→ **Exercise**:
Reproduce all records verbatim.

Segment Open

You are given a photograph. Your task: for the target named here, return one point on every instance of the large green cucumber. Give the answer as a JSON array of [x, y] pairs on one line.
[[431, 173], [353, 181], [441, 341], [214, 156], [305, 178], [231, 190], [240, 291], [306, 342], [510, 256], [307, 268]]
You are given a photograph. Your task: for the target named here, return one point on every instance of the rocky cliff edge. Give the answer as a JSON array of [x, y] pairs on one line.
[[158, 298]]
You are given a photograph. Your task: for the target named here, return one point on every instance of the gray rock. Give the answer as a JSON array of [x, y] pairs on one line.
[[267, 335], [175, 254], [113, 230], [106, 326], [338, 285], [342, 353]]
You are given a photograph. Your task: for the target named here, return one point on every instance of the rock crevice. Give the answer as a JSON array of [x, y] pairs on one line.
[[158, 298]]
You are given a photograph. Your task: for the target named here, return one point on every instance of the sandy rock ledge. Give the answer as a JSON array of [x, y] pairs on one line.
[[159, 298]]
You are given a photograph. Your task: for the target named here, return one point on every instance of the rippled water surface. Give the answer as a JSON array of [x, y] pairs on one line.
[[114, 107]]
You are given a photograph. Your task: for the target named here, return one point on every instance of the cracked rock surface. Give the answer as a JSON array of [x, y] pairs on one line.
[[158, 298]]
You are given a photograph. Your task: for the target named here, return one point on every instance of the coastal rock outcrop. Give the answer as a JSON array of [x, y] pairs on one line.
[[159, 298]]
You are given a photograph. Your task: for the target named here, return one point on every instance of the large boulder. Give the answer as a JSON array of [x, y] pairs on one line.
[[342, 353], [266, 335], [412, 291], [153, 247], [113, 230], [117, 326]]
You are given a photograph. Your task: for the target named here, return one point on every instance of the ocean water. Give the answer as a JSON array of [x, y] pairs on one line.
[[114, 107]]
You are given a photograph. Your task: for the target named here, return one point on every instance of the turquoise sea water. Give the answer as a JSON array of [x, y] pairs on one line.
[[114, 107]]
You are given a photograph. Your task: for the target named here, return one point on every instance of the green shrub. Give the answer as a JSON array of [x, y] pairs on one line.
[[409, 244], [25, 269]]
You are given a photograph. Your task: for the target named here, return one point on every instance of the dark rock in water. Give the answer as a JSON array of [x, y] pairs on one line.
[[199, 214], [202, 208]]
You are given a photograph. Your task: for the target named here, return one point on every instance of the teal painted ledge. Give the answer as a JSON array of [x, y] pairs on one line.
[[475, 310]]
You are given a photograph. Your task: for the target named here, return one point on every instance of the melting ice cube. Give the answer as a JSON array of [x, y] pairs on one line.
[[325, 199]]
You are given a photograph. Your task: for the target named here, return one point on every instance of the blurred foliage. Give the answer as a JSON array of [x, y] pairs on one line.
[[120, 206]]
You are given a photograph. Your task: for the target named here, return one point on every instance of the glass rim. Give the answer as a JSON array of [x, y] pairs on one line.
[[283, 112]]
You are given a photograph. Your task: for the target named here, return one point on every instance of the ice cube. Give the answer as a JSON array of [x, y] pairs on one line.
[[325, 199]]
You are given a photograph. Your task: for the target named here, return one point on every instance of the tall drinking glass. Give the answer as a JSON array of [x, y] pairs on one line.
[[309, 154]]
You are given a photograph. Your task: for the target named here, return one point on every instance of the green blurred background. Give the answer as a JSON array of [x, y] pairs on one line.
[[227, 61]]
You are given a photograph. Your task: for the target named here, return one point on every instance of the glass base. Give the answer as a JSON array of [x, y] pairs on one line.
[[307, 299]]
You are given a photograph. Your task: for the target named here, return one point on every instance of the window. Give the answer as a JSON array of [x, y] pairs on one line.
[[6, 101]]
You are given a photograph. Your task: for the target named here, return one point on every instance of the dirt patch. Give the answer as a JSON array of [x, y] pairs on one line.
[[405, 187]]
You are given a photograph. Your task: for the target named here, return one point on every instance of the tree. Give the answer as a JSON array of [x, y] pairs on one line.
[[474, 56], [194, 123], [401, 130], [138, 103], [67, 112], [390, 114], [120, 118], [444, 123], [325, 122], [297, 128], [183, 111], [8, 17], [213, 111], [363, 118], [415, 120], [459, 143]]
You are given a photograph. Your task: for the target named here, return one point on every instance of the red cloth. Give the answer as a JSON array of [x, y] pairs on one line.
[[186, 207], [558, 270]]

Segment Closed

→ **Your response**:
You are given a photograph. Your task: for the target named here, return one point on every instance of the large green cucumber. Give the answer as a JSON array of [x, y] pairs on one line.
[[431, 173], [353, 181], [441, 341], [214, 156], [305, 178], [231, 190], [240, 291], [306, 342], [510, 256], [307, 268]]
You are given a photograph. Your task: for the target named here, return one point on every instance of the rocky cliff edge. Give the answer as a JSON array of [x, y] pairs on one line.
[[158, 298]]
You are given a photograph. Your task: for the target named here, return one point on every instance of the gray rock. Give the answer as a JSON array of [x, y] pairs on one line.
[[267, 335], [175, 254], [113, 230], [106, 326], [338, 285], [342, 353]]
You are given a photograph. Your task: for the target named here, return one point on every instance of the rock crevice. Give the answer as a JSON array of [x, y] pairs on one line.
[[158, 298]]
You are given a photograph. Your task: for the target named here, return one point on every instance of the sandy rock ledge. Give the answer as a JSON array of [x, y] pairs on one line.
[[159, 298]]
You are given a photograph. Your task: for the target named here, return one point on every instance of the rippled water surface. Give the answer as a JSON array of [x, y] pairs on one line.
[[114, 107]]
You are given a photograph. Your task: for the target named here, return one point on every instance of the cracked rock surface. Give the answer as a JSON array of [x, y] pairs on one line.
[[158, 298]]
You are given a photograph. Your task: for the target named here, return one point on every instance of the coastal rock outcrop. Give the answer as a JSON array of [x, y] pairs on one line.
[[159, 298]]
You are given a photograph. Your task: for the target named here, return one point on every instance of the large boulder. Give the answer as a JSON array of [x, y] pairs on one line.
[[342, 353], [266, 335], [412, 291], [153, 247], [113, 230], [117, 326]]
You are given a photograph. Your task: for the target named here, return one point on every instance of the ocean water. Give the answer as a JSON array of [x, y] pairs on one line.
[[114, 107]]
You are given a photograph. Your task: for the target named here, return one point on every instance of the turquoise sea water. Give the answer as a JSON array of [x, y] pairs on one line.
[[114, 107]]
You are given a photograph. Your task: for the target named here, return one point on every instance of the green shrub. Give the answer as a JSON array of [x, y] pairs on one line.
[[409, 244], [25, 269]]
You are given a photograph. Your task: for the target named here, return one point on every instance of the dark rock in water. Give the answer as a JSON array of [x, y] pairs on one line.
[[199, 214], [202, 208]]
You are given a photograph. Your task: for the target named here, return one point on every instance of the teal painted ledge. Give the answer as a JSON array of [x, y] pairs on one line.
[[475, 310]]
You are given a photograph. Your task: for the target named here, return one point on every instance of the melting ice cube. Give the answer as a JSON array of [x, y] pairs on one line.
[[325, 199]]
You are given a photograph. Your task: for the target named here, return one point on every instance of the blurred foliage. Give the answer as a JSON array of [x, y] pairs on one line.
[[120, 206]]
You are given a photograph. Your task: for the target named here, return one point on every instance of the glass rim. Give the answer as a JSON array of [x, y] pairs on one line.
[[283, 112]]
You are given a photograph. Your task: for the target named here, return one point on every instance of the ice cube. Give the answer as a JSON array of [x, y] pairs on one line.
[[325, 199]]
You are given a photograph. Your task: for the target named here, return one point on every instance of the tall drinking glass. Give the answer as a JSON array of [x, y] pairs on one line.
[[309, 154]]
You are given a photograph. Your task: for the target named here, return one point on every instance of the green blurred background. Give the answer as a JSON array of [x, y] pairs on one line.
[[227, 61]]
You are given a photograph. Your task: for the target named here, return one point on every instance of the glass base. Give the answer as a JSON array of [x, y] pairs on one line.
[[307, 299]]
You are given a photograph. Your task: for the target named here, return one point on every instance of the window. Give the answer as a JSON array of [x, y] pairs on one line.
[[6, 101]]
You are given a photograph. Your task: for the target named here, return one point on every instance of the dirt patch. Give the answer as a JSON array of [x, y] pairs on one line.
[[405, 187]]
You are given a photograph. Your task: for the target named here, return one point on every instance of the tree. Give the answer as a JSON array of [x, y] pairs on one line.
[[474, 56], [194, 123], [401, 130], [138, 103], [67, 112], [390, 114], [120, 118], [444, 123], [325, 122], [297, 128], [183, 111], [8, 17], [213, 111], [363, 118], [415, 120], [459, 143]]
You are given a photograph. Your task: for the target named here, return one point on every instance of the red cloth. Give the answer as a JSON array of [x, y] pairs on one line.
[[186, 207], [558, 270]]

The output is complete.